[START OF Stored rows]

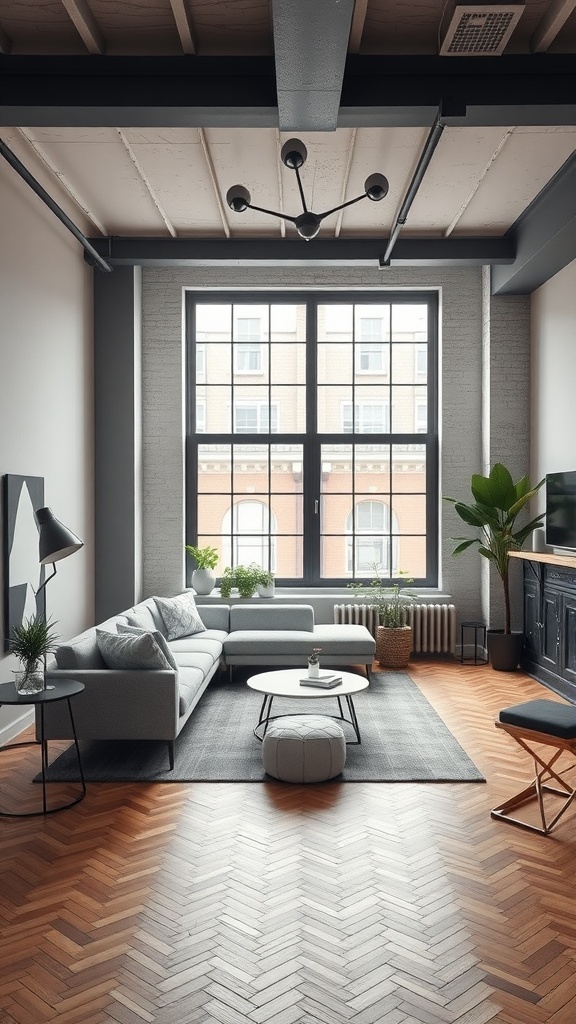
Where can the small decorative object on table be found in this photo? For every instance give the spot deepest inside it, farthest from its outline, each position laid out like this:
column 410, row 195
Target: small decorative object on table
column 314, row 663
column 325, row 680
column 31, row 642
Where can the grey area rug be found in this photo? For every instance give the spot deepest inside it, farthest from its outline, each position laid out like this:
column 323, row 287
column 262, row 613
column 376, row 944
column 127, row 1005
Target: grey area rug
column 403, row 740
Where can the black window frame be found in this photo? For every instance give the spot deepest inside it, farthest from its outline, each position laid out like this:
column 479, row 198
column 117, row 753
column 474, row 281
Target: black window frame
column 311, row 440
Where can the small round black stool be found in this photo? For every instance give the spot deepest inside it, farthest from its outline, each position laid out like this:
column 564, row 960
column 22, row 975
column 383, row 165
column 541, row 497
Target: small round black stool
column 479, row 630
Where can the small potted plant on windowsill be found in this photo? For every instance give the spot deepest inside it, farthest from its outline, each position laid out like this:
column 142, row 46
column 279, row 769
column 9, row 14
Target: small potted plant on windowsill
column 32, row 642
column 264, row 581
column 394, row 635
column 241, row 578
column 203, row 578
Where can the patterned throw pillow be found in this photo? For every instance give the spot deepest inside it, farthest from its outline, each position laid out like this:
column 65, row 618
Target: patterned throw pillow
column 124, row 651
column 180, row 615
column 158, row 636
column 141, row 617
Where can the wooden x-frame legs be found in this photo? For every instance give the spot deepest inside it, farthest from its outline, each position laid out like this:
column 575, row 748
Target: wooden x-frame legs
column 544, row 773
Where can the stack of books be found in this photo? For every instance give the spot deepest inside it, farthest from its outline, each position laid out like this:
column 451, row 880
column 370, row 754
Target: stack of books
column 326, row 680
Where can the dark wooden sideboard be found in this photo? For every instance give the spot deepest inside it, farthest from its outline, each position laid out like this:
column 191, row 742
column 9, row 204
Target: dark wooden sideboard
column 549, row 620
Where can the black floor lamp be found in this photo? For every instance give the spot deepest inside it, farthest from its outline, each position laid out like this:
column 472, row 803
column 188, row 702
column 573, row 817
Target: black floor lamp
column 55, row 541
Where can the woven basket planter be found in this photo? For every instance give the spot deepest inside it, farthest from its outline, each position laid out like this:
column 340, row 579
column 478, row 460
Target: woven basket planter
column 394, row 646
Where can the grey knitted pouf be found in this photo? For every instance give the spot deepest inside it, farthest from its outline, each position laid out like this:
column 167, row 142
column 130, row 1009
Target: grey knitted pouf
column 303, row 749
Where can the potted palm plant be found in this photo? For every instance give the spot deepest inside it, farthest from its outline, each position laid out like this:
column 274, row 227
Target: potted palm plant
column 32, row 642
column 203, row 578
column 498, row 503
column 394, row 635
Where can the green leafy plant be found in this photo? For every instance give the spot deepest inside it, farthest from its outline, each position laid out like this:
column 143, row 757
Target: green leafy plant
column 262, row 577
column 33, row 640
column 206, row 558
column 242, row 578
column 391, row 600
column 498, row 502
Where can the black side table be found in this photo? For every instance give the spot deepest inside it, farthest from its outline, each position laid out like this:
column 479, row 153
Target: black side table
column 64, row 690
column 479, row 631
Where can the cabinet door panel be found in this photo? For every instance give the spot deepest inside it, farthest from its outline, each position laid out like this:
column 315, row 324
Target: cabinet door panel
column 569, row 638
column 550, row 630
column 531, row 619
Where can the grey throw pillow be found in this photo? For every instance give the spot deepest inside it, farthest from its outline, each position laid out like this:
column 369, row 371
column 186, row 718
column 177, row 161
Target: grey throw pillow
column 180, row 615
column 158, row 636
column 125, row 651
column 141, row 617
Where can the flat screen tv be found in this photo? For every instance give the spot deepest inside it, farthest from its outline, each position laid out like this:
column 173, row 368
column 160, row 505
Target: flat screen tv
column 561, row 510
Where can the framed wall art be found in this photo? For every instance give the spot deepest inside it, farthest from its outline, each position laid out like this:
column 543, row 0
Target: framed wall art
column 23, row 572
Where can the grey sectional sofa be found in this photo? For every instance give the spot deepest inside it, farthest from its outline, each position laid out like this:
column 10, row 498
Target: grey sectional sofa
column 156, row 704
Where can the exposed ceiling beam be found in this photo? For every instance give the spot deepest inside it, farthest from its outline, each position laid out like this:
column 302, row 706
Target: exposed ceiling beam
column 183, row 25
column 311, row 42
column 320, row 252
column 86, row 25
column 358, row 19
column 62, row 179
column 91, row 255
column 550, row 24
column 188, row 91
column 5, row 42
column 213, row 179
column 544, row 237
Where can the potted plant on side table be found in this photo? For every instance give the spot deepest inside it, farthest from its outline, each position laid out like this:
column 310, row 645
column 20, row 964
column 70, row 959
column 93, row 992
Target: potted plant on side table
column 32, row 642
column 498, row 502
column 394, row 635
column 203, row 578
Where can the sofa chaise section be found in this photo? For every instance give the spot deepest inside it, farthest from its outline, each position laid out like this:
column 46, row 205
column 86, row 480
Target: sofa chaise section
column 284, row 635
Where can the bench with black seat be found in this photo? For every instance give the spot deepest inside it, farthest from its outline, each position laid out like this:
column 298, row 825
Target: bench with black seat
column 546, row 724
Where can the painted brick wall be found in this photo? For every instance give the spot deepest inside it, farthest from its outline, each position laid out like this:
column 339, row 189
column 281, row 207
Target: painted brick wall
column 460, row 396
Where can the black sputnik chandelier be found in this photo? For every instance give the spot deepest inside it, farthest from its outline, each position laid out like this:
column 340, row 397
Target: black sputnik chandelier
column 293, row 155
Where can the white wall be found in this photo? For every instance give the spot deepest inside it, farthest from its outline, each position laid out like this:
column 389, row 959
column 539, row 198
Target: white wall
column 46, row 409
column 553, row 375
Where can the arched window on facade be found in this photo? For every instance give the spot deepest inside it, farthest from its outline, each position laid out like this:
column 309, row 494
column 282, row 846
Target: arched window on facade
column 248, row 535
column 371, row 541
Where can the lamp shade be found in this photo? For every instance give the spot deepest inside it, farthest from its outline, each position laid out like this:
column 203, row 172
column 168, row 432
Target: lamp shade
column 55, row 540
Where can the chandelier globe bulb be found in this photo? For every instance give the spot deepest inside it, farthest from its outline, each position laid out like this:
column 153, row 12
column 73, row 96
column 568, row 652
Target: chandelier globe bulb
column 238, row 198
column 376, row 186
column 293, row 154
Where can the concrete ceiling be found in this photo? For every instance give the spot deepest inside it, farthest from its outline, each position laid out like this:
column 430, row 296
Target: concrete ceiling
column 141, row 115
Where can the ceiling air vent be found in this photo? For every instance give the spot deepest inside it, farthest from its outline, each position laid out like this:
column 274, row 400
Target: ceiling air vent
column 478, row 30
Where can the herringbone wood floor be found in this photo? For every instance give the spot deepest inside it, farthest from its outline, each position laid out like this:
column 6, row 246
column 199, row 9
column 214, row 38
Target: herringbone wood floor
column 233, row 903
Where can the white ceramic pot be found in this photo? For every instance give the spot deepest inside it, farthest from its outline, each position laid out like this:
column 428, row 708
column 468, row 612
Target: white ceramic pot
column 203, row 581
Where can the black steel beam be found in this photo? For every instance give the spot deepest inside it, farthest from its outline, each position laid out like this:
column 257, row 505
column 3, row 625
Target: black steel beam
column 320, row 252
column 94, row 90
column 544, row 237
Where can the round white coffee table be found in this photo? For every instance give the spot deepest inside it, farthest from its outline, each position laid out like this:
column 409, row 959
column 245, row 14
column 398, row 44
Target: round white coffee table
column 286, row 683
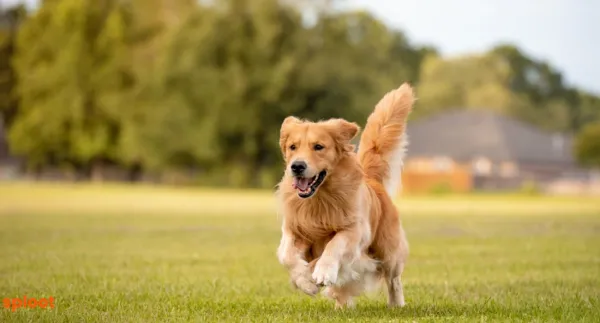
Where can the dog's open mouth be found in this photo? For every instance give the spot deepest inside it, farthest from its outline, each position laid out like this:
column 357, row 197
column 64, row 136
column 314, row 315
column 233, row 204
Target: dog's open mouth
column 308, row 186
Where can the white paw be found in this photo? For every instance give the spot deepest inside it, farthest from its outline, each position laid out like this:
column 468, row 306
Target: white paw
column 326, row 272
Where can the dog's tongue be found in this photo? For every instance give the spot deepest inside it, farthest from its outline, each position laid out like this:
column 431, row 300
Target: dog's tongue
column 301, row 183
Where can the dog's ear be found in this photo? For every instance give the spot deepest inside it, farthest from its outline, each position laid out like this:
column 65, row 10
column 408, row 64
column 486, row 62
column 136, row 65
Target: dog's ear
column 284, row 132
column 343, row 131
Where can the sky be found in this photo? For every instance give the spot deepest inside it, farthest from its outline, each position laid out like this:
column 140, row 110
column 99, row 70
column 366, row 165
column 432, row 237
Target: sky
column 565, row 33
column 560, row 32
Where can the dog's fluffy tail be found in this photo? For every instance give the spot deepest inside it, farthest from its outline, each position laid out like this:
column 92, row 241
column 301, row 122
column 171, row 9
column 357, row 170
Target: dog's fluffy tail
column 383, row 142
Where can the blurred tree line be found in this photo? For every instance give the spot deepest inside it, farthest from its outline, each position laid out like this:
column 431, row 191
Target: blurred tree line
column 156, row 86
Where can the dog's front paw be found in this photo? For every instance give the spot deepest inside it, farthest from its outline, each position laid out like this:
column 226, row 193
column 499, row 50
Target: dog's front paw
column 326, row 272
column 306, row 285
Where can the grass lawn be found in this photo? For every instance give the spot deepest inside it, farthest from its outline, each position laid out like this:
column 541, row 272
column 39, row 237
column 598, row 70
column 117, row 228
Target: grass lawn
column 142, row 254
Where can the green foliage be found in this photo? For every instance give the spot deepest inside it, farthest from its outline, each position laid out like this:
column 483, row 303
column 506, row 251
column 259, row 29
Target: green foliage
column 182, row 86
column 10, row 19
column 587, row 145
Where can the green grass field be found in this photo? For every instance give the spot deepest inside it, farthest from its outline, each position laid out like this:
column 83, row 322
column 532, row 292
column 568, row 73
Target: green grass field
column 142, row 254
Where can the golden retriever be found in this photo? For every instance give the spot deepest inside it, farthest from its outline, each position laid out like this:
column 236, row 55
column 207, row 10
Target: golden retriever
column 340, row 228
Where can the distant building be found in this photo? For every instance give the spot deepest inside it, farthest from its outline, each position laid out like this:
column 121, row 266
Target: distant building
column 468, row 150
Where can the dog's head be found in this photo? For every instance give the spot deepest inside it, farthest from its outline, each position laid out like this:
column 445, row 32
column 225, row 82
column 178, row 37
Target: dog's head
column 312, row 149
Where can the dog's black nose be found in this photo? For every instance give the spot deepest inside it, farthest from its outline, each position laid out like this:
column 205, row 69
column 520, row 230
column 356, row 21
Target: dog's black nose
column 298, row 167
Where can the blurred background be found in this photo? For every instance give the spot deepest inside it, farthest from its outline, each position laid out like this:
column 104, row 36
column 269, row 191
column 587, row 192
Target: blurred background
column 193, row 92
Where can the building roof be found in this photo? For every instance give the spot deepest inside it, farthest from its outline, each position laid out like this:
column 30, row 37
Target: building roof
column 467, row 134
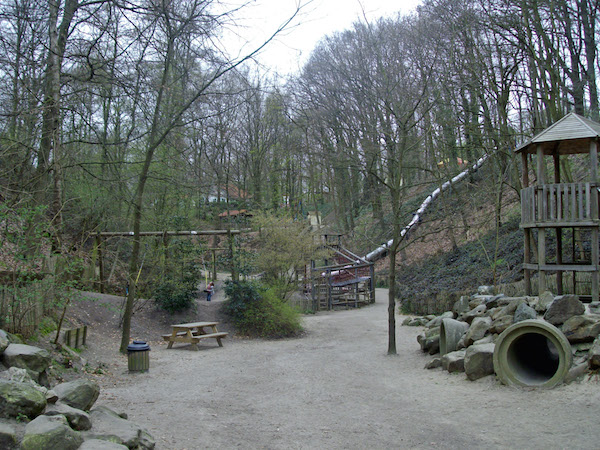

[END OF Stored rows]

> [Exercise goal] Collect every line of the entries above that contains the string "planter", matching case exactly.

> [The response]
Where can the woven basket planter be found in this photo? For every instance give the spot deepest inside it, farthest from its outline, each position laid out like this:
Target: woven basket planter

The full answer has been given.